WORK ORDER 1: In the excerpt on Steichen's coaching tenure, what record did the Colts finish with in the 2024 season?
WORK ORDER 2:
For each statement, decide whether it agrees with the excerpt on Steichen's coaching tenure. Answer yes or no and quote the deciding words.
(a) Jim Irsay announced he would keep both Steichen and Chris Ballard.
(b) The 2024 season finale against the Jacksonville Jaguars was won in regulation.
(c) In Steichen's first year, the offense improved in points per game.
WORK ORDER 3: Extend the excerpt on Steichen's coaching tenure with a few sentences that pick up after its final sentence.

PAGE EXCERPT:
++++++

In Steichen's first year as head coach, the team's offense improved across many metrics, including points per game, yards per game, and total offensive touchdowns, despite key injuries to Richardson and running back Jonathan Taylor.

====2024 season====

In the 2024 season, Steichen led the Colts to a 8–9 record, which did not qualify for the postseason. After a tumultuous season which included quarterback controversy, defensive struggles, and sluggish offensive production, Steichen entered the end of the season on a relatively short leash and uncertainty of his future. The day after the 26–23 overtime season finale victory against the Jacksonville Jaguars, owner Jim Irsay announced his intention to retain both Steichen and general manager Chris Ballard.

++++++

Collected data:
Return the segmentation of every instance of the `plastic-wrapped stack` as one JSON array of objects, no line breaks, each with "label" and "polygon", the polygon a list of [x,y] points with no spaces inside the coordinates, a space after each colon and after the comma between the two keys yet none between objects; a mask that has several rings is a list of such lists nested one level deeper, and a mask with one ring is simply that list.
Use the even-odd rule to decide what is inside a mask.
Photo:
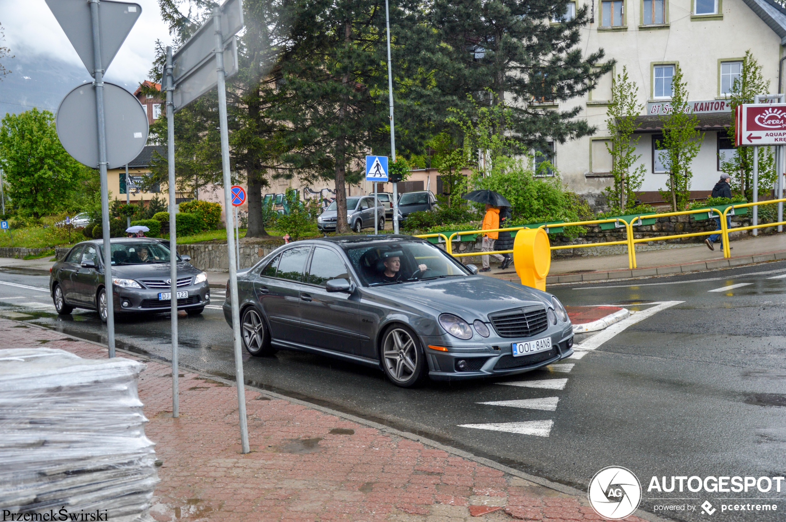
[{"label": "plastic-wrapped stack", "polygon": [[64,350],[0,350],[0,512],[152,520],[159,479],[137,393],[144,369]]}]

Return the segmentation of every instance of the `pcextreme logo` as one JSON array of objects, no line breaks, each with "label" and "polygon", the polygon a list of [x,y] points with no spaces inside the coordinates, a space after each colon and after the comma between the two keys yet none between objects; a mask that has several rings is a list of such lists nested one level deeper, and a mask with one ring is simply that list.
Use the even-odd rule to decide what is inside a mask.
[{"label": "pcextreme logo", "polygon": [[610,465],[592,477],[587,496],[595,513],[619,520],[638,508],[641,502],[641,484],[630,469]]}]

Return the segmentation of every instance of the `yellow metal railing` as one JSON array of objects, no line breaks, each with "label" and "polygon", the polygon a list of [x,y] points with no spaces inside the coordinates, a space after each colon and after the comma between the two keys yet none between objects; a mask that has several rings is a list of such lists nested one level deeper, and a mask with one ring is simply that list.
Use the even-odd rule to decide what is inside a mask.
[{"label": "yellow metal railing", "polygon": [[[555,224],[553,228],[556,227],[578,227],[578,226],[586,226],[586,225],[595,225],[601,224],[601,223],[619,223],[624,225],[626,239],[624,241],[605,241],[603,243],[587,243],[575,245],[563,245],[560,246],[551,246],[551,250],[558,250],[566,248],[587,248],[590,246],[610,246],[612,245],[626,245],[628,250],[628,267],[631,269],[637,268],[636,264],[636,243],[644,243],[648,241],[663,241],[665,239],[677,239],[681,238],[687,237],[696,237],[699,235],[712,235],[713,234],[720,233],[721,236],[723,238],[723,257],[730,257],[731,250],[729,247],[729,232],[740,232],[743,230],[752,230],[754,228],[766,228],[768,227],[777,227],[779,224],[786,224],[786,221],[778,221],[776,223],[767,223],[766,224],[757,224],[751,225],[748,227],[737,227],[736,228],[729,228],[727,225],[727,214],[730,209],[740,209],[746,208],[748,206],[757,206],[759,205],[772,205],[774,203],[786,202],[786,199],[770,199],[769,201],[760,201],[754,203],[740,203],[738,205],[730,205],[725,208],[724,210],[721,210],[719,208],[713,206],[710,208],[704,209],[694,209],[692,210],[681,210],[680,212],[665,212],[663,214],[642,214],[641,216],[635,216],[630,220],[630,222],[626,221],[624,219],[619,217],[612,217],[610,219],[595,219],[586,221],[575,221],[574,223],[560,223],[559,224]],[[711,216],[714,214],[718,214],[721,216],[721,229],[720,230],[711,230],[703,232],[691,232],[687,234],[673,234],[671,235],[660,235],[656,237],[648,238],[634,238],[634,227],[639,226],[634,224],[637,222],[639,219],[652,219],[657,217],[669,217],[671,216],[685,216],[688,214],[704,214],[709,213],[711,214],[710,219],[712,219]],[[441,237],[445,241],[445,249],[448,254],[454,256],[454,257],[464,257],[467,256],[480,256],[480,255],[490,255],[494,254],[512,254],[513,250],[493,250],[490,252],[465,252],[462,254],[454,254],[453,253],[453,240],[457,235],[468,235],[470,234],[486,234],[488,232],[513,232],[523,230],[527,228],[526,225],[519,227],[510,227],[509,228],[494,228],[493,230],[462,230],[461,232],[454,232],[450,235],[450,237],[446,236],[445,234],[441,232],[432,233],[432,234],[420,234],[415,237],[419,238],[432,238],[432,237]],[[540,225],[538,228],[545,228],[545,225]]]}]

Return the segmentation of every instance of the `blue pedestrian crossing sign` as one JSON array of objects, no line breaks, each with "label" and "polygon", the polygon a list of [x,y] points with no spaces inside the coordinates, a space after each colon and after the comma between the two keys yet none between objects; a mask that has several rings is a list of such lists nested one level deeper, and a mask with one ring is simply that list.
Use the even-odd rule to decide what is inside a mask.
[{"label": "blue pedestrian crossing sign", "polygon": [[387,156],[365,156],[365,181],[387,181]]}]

++++++

YOUR RESPONSE 1: An 8–9 record, which did not qualify for the postseason.

YOUR RESPONSE 2:
(a) Yes: "owner Jim Irsay announced his intention to retain both Steichen and general manager Chris Ballard."
(b) No: "the 26–23 overtime season finale victory against the Jacksonville Jaguars"
(c) Yes: "the team's offense improved across many metrics, including points per game"

YOUR RESPONSE 3:
====2025 season====

In 2025, Steichen returned as head coach for his third season. Steichen and the Colts brought in former New York Giants quarterback Daniel Jones, who won the starting position over Anthony Richardson. Jones and Steichen saw a vast and historic improvement in offensive performance in 2025, fielding the most offensive points in the first eight games of the year since the 2009 season. Steichen and the Colts' 7–1 start is their best since their 2009. However, after the hot start, the Colts went 1–7 over their next eight games, during which Jones sustained several injuries and was ruled out for the season. After the season ended, Colts CEO and co-owner Carlie Irsay-Gordon announced that Steichen would remain the team's head coach going into the 2026 season.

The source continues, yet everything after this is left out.